DATA SUPPLIED:
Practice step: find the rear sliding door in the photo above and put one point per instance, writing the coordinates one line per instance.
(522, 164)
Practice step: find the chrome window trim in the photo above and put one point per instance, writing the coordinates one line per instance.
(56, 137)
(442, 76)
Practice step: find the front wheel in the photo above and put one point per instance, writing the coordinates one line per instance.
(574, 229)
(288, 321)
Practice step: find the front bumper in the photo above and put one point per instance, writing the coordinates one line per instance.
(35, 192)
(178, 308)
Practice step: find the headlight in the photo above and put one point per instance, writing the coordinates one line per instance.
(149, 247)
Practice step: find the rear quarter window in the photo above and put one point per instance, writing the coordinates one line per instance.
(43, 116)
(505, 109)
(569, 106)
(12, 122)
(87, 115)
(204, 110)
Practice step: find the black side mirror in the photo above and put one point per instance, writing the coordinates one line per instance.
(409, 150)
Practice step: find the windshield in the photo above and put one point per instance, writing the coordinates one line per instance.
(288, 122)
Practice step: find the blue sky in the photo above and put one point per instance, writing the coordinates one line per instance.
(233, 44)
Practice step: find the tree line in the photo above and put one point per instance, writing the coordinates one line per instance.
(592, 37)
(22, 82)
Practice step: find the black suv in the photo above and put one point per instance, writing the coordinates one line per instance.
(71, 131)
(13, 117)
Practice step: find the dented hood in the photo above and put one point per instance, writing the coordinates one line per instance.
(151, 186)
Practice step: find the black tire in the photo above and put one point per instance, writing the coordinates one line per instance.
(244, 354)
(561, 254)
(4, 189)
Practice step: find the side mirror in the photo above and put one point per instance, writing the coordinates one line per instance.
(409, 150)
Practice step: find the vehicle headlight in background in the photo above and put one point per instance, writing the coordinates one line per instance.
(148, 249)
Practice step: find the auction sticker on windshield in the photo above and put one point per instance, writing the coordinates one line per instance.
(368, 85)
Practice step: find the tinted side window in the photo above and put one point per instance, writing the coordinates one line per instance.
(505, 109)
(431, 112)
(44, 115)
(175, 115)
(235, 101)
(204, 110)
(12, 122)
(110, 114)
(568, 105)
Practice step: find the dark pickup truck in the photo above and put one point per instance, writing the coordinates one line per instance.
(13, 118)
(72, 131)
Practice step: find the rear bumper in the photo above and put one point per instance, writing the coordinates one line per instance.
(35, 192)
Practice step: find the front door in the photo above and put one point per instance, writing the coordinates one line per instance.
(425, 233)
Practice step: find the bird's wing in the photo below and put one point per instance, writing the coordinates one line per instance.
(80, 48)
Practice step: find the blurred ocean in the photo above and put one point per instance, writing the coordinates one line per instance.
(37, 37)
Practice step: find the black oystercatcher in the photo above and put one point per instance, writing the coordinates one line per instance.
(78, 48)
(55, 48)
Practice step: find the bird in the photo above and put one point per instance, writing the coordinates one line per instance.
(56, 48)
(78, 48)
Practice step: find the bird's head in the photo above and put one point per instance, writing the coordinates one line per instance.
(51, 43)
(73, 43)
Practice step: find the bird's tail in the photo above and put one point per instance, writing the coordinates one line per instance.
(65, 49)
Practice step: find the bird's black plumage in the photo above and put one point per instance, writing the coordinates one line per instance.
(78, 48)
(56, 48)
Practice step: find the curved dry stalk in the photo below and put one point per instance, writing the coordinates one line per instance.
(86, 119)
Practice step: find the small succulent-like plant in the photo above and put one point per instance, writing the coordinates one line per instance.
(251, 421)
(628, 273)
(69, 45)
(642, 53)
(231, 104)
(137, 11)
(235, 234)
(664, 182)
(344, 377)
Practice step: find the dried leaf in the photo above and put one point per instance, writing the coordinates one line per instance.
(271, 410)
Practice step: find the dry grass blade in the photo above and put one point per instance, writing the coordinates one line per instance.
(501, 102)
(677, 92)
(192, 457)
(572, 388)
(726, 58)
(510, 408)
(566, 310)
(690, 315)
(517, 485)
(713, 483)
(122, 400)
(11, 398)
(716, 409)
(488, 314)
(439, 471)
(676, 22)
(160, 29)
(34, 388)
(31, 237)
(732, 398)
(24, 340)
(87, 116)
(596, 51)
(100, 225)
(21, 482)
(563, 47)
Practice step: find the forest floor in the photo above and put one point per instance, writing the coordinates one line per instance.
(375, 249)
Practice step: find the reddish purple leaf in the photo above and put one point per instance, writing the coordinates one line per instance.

YOUR OBJECTIVE: Print only the lines from the one with "Practice step: find the bird's wing" to the end of the records, both included.

EXERCISE SOLUTION:
Practice step: find the bird's wing in the photo below and put one point per instance, writing the coordinates one line per instance.
(80, 48)
Practice step: find the blurred ocean in the photo above and put one point per instance, writing the coordinates one line per instance.
(37, 37)
Practice step: find the black oystercatcher in the photo above and put one point per instance, writing the coordinates one line per instance.
(78, 48)
(55, 48)
Practice step: find the bird in the photo above and put one point per instance, writing the coordinates one line per instance.
(56, 48)
(78, 48)
Practice step: find the bird's head in the photo above and put one point per instance, writing the coordinates one line per instance.
(51, 43)
(73, 43)
Practice step: find the bird's tail in the photo above and put one point per instance, writing the coordinates one line per instance.
(65, 49)
Practice step: find the bird's black plumage in the photo above and put one point per instance, writing the coordinates one line per instance.
(78, 48)
(56, 48)
Practice step: find the curved dry stalk in the photo below and put one point per instance, writing the coordinates one line per instance.
(86, 119)
Practice step: find the small succulent-like plant in the photo above and put one point per instance, writing the coordinates one line per instance.
(251, 421)
(628, 273)
(69, 45)
(642, 53)
(231, 104)
(137, 11)
(235, 234)
(664, 182)
(344, 377)
Practice step: find the dried leaf in the photo above and put one point per instance, writing the coordinates one line per instance.
(271, 410)
Practice step: find the dry grass blade in the photo above and put one point per instance, writing the coordinates one line per instance.
(501, 102)
(677, 92)
(192, 457)
(572, 388)
(726, 58)
(510, 408)
(566, 310)
(690, 315)
(517, 485)
(713, 483)
(122, 400)
(11, 398)
(716, 409)
(488, 314)
(439, 471)
(676, 22)
(160, 29)
(34, 388)
(31, 237)
(732, 398)
(24, 340)
(87, 116)
(596, 51)
(100, 225)
(21, 482)
(563, 47)
Practice step: find the forest floor in the photo above and put one point per instance, writing the coordinates one line per instance.
(375, 249)
Practice step: find the reddish purple leaf in the photo above and put one point per instance, writing the coordinates one line per instance.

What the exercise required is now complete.